• _TASK_: Lay out the following lines as a numbered list, omitting any blank lines.

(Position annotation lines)
◆ ◆ ◆ ◆
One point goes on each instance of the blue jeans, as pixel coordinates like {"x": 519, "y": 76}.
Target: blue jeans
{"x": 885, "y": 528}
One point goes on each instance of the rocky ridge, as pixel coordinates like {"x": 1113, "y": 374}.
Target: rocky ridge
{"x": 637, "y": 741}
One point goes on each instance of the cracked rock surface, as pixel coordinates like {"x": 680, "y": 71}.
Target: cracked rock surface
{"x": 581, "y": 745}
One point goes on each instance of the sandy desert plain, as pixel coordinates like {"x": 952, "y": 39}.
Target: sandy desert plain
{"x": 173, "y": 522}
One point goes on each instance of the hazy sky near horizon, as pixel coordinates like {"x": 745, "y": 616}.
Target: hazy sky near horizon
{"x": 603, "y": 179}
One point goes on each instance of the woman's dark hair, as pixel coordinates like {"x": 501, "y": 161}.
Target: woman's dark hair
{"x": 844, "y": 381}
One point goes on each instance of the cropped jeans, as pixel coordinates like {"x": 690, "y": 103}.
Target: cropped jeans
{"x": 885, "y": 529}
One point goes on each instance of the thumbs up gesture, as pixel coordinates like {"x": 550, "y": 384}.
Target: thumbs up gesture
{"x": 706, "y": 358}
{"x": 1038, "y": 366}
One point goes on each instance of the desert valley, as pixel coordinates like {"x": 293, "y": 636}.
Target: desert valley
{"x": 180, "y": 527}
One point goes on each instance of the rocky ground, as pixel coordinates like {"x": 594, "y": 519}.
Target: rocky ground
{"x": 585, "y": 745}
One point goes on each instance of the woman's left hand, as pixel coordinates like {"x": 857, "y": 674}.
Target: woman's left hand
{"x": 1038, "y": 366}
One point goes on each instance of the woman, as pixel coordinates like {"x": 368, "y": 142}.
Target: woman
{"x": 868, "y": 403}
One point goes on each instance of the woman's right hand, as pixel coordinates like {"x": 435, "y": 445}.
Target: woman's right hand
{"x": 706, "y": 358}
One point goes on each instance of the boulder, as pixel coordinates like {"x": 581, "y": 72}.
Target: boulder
◆ ◆ ◆ ◆
• _TASK SOLUTION_:
1. One point goes on each instance of the blue jeans, as pixel coordinates like {"x": 519, "y": 76}.
2. Target: blue jeans
3. {"x": 885, "y": 528}
4. One point goes on each instance of the rocky ridge, as pixel coordinates like {"x": 1113, "y": 374}.
5. Target: rocky ridge
6. {"x": 637, "y": 741}
7. One point goes on each instance of the cracked rock surface, as pixel coordinates like {"x": 680, "y": 71}.
8. Target: cracked rock surface
9. {"x": 581, "y": 745}
10. One point goes on each instance of the sandy desert plain, as pixel coordinates like {"x": 952, "y": 39}.
11. Target: sandy desert plain
12. {"x": 173, "y": 522}
13. One point goes on each instance of the hazy sky near horizon, as pixel coordinates like {"x": 745, "y": 616}.
14. Target: hazy sky near horizon
15. {"x": 603, "y": 179}
16. One point goes on each instance of the woman's dark hair, as pixel coordinates like {"x": 501, "y": 161}.
17. Target: woman's dark hair
18. {"x": 844, "y": 381}
19. One point goes on each instance of the cropped jeans, as pixel coordinates like {"x": 690, "y": 103}.
20. Target: cropped jeans
21. {"x": 885, "y": 529}
22. One point goes on each instance of the thumbs up gesture, as pixel coordinates like {"x": 550, "y": 384}.
23. Target: thumbs up gesture
24. {"x": 706, "y": 358}
25. {"x": 1038, "y": 366}
26. One point goes on each instance of the desert valley, as pixel coordinates like {"x": 293, "y": 636}.
27. Target: desert valley
28. {"x": 180, "y": 527}
29. One point goes on each instance of the rocky ground, as pixel coordinates like {"x": 594, "y": 519}.
30. Target: rocky ground
31. {"x": 585, "y": 745}
32. One point goes on each instance of the woman's left hand, as pixel coordinates like {"x": 857, "y": 674}.
33. Target: woman's left hand
34. {"x": 1038, "y": 366}
35. One point goes on each instance of the woman, as pixel coordinates like {"x": 368, "y": 142}.
36. Target: woman
37. {"x": 868, "y": 403}
38. One point goes on each instance of the woman's right hand, as pixel coordinates like {"x": 435, "y": 445}.
39. Target: woman's right hand
40. {"x": 706, "y": 358}
41. One point goes on each instance of the boulder, as pixel coordinates like {"x": 581, "y": 72}.
42. Target: boulder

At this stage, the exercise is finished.